Aim of the task
Write out the lines from the line with "of the glass" to the line with "pixel 911 833", reproducing them character for character.

(Point-labeling examples)
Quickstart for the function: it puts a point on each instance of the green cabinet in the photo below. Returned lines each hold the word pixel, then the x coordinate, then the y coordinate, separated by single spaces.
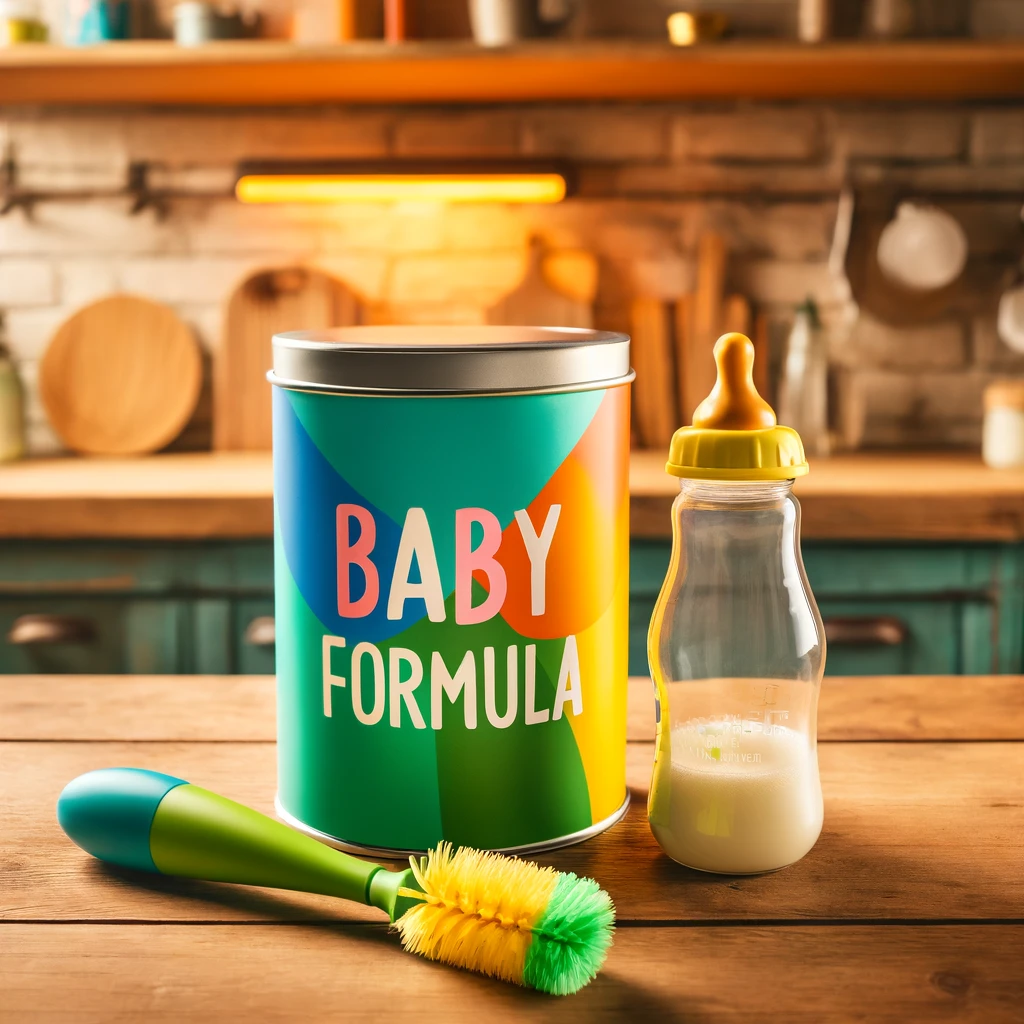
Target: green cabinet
pixel 207 607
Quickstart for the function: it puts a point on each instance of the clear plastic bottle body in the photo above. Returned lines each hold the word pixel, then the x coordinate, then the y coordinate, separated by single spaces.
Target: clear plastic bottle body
pixel 736 651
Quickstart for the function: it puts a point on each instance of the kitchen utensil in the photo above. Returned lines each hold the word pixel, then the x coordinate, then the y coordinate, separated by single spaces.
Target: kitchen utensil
pixel 498 23
pixel 654 388
pixel 121 377
pixel 683 325
pixel 452 527
pixel 698 366
pixel 687 28
pixel 1010 317
pixel 803 390
pixel 536 302
pixel 291 298
pixel 923 248
pixel 504 918
pixel 736 642
pixel 1003 432
pixel 92 22
pixel 859 226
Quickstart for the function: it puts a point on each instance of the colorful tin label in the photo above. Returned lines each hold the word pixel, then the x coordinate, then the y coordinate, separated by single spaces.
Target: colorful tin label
pixel 452 600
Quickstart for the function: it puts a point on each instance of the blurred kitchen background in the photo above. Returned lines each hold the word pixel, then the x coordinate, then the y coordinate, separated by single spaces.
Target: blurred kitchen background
pixel 844 183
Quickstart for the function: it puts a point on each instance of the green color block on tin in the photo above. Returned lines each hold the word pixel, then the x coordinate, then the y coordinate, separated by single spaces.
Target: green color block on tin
pixel 517 442
pixel 323 773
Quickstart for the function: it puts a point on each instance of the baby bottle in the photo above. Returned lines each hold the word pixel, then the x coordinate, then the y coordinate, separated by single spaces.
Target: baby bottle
pixel 736 645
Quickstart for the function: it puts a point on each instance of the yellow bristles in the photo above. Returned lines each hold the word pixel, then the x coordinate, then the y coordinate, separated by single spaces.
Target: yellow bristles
pixel 477 910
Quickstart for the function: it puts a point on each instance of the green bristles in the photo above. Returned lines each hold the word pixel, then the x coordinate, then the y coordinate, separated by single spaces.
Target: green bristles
pixel 571 938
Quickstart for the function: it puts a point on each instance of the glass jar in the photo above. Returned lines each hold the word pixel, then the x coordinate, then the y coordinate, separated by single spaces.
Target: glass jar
pixel 736 645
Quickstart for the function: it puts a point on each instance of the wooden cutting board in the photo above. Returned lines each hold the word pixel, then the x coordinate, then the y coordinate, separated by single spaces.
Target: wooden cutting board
pixel 122 376
pixel 557 291
pixel 266 303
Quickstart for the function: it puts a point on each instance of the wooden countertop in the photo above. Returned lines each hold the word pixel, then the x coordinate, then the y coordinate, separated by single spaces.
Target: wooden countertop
pixel 910 907
pixel 920 497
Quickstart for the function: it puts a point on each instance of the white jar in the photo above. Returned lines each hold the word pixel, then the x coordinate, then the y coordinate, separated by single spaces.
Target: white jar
pixel 1003 435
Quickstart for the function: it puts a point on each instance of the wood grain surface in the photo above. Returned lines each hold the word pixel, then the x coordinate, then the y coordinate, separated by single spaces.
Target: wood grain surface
pixel 654 414
pixel 250 74
pixel 267 302
pixel 241 709
pixel 125 974
pixel 910 907
pixel 546 296
pixel 121 376
pixel 911 833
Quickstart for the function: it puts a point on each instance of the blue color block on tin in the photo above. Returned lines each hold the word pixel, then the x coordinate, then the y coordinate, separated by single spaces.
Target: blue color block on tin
pixel 109 813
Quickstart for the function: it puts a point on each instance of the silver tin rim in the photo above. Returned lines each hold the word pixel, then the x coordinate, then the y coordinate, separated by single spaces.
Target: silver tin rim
pixel 450 360
pixel 383 853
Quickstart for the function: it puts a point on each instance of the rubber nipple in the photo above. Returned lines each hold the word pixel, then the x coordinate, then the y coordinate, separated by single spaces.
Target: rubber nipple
pixel 734 402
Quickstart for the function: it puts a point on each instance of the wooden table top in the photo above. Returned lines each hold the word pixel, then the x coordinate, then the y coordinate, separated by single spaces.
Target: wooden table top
pixel 909 908
pixel 863 497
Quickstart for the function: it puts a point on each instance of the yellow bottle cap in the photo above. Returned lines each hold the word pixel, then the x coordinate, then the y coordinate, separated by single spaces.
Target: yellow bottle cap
pixel 735 435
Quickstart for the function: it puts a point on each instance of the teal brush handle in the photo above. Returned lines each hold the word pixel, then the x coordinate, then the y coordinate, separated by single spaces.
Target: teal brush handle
pixel 154 822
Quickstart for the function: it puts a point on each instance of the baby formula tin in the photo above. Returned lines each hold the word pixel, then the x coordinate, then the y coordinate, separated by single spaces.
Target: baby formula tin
pixel 452 551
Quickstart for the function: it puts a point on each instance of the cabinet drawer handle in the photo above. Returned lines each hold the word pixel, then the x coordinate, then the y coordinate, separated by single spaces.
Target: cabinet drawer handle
pixel 865 631
pixel 260 632
pixel 51 629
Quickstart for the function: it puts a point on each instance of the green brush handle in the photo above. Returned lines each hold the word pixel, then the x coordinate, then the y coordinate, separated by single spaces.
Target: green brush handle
pixel 155 822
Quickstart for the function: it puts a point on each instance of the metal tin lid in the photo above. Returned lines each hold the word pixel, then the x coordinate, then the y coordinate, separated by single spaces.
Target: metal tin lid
pixel 450 359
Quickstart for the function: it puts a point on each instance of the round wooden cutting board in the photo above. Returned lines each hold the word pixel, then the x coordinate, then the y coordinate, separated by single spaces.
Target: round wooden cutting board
pixel 122 376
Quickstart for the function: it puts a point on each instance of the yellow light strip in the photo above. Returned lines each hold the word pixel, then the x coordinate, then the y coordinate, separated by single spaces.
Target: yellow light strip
pixel 510 187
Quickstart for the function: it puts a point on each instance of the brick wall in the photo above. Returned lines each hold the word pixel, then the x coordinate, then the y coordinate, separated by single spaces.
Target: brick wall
pixel 652 177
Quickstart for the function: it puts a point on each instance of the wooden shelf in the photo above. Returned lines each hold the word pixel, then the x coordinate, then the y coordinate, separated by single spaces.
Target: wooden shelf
pixel 269 73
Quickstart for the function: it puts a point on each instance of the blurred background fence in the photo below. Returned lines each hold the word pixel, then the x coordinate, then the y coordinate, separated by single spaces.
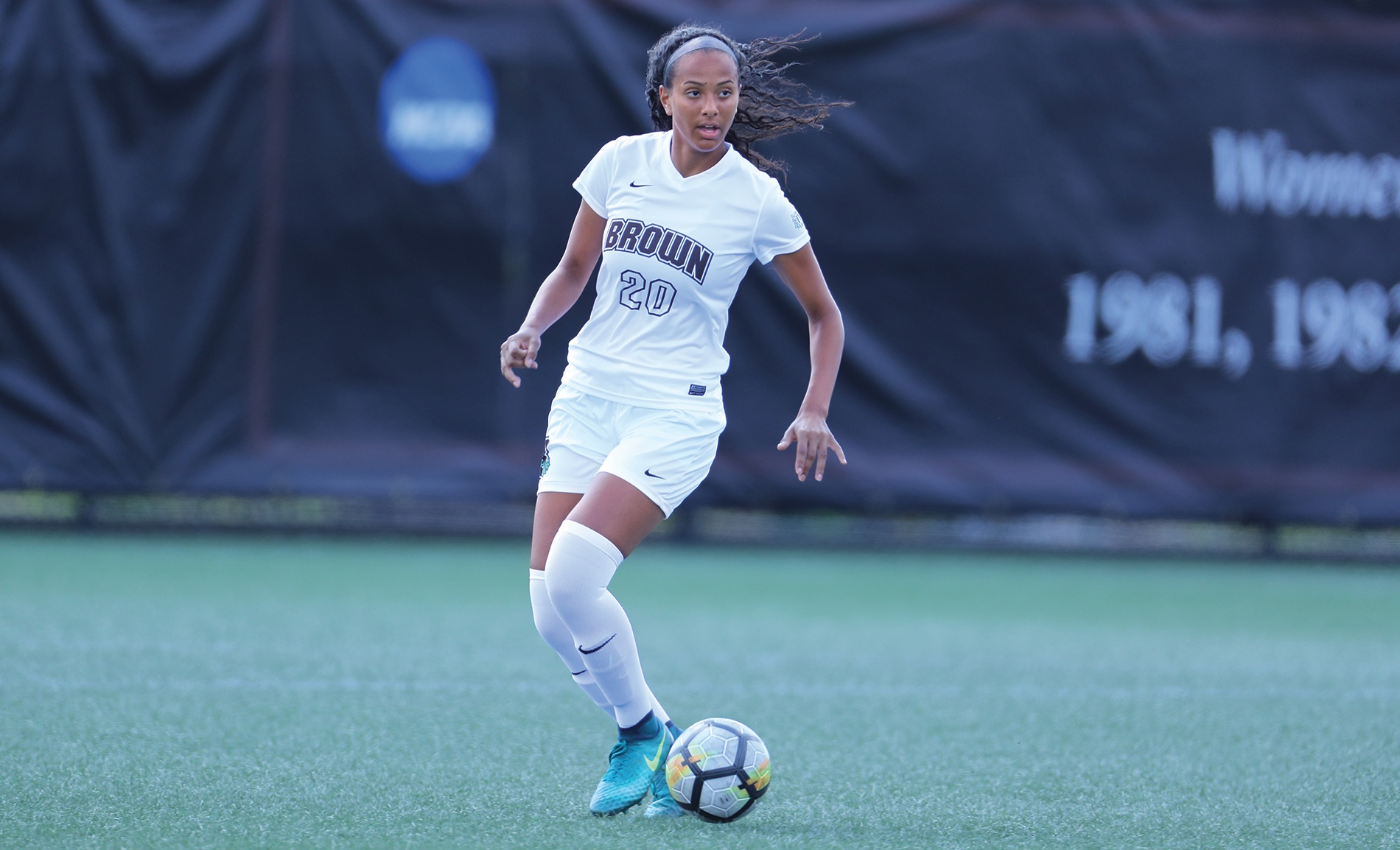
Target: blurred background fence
pixel 1115 275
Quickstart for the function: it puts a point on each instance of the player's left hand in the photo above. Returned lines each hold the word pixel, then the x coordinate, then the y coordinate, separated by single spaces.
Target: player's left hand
pixel 812 440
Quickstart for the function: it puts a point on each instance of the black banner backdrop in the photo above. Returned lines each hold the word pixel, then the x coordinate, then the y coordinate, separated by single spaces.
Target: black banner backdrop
pixel 1133 258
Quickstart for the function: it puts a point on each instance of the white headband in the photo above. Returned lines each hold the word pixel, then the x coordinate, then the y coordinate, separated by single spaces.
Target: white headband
pixel 700 42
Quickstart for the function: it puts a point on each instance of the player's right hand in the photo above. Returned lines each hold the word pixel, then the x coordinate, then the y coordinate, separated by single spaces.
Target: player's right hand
pixel 518 352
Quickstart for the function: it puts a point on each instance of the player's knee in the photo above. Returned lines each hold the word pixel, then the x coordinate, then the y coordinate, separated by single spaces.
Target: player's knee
pixel 578 567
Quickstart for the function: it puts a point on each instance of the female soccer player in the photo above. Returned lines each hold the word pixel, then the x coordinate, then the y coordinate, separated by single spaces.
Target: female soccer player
pixel 678 217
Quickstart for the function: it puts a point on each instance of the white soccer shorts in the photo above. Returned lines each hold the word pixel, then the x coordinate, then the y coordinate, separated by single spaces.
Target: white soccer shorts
pixel 665 454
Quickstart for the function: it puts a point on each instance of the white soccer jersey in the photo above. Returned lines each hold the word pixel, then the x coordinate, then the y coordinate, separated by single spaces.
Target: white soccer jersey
pixel 673 254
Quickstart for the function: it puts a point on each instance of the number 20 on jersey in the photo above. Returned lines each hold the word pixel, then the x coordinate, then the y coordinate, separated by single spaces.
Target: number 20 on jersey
pixel 657 296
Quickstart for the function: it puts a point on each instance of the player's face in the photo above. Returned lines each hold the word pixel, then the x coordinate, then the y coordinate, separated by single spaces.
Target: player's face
pixel 701 99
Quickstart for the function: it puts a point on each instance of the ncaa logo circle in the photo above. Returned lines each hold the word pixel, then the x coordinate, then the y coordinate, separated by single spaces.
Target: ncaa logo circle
pixel 437 110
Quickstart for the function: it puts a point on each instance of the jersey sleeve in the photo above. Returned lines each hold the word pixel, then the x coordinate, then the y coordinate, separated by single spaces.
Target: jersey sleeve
pixel 597 178
pixel 780 227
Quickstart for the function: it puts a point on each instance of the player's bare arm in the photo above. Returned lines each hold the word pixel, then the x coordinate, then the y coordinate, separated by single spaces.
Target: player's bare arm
pixel 559 292
pixel 810 432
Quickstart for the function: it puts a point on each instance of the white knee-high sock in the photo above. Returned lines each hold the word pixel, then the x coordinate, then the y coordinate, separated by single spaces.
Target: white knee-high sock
pixel 580 565
pixel 559 639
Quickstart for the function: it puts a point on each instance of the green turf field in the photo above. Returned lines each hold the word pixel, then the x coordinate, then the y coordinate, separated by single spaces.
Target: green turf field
pixel 196 692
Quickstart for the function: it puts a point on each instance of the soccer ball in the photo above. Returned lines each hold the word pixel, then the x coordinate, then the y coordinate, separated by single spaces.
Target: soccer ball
pixel 718 769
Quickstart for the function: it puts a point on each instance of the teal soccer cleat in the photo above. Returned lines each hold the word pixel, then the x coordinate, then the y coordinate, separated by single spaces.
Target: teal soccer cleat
pixel 631 769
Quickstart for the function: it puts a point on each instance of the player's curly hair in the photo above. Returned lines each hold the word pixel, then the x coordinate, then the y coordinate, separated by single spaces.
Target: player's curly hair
pixel 770 104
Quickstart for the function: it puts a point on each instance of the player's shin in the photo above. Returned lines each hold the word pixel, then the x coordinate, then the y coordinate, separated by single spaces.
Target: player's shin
pixel 559 639
pixel 580 566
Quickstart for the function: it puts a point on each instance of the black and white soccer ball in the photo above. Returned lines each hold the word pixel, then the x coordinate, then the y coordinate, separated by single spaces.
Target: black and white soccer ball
pixel 718 769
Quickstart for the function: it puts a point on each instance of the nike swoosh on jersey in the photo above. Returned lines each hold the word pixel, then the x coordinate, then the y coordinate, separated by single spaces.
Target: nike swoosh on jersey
pixel 651 764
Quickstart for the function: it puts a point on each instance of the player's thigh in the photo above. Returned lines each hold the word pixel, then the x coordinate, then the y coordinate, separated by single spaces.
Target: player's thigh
pixel 619 511
pixel 550 511
pixel 667 454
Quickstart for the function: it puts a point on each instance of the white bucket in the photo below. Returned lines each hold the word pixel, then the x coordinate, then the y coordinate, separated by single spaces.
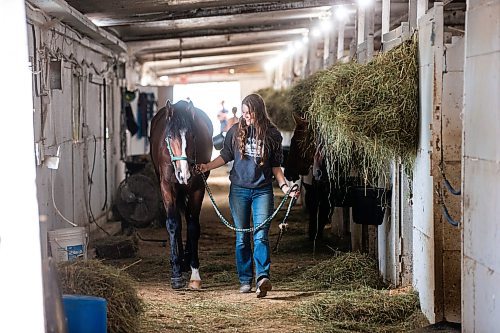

Result
Quickstart for the function: it puts a point on each instance of the glass jar in the photo above. Returned lines each hold the word pixel, then the x coordinate, then the y coordinate, separated by single spaces.
Target: glass jar
pixel 736 645
Quickstart for the function: it puts a point on each instance of the wooden cutting board in the photo above. Returned lines each hold the word pixel, then the x coordinate, then the y coordinate, separated by single spaces.
Target: wooden cutting board
pixel 122 376
pixel 557 291
pixel 266 303
Quickstart for the function: it puts a point on each instance of the wooden countertop in the photo above. Returned lines each hold the word pixel, then the x coordinate, then the y coordinate, separated by single spaces.
Target: wooden countertop
pixel 910 907
pixel 920 497
Quickstart for the function: it puts a point on each instance of the white jar in the photo above. Returned lines each hold the word pixel, then the x coordinate, then the y coordinate, separated by single spaces.
Target: white jar
pixel 1003 435
Quickstart for the function: it puts a point on each instance of the wood grain surface in the photo above. Returned lines each hold the word pixel, then the x coordinate, then the y coordinate, separated by single spaces.
Target: wood grain surface
pixel 654 414
pixel 250 74
pixel 267 302
pixel 241 709
pixel 125 974
pixel 910 907
pixel 546 296
pixel 121 376
pixel 911 833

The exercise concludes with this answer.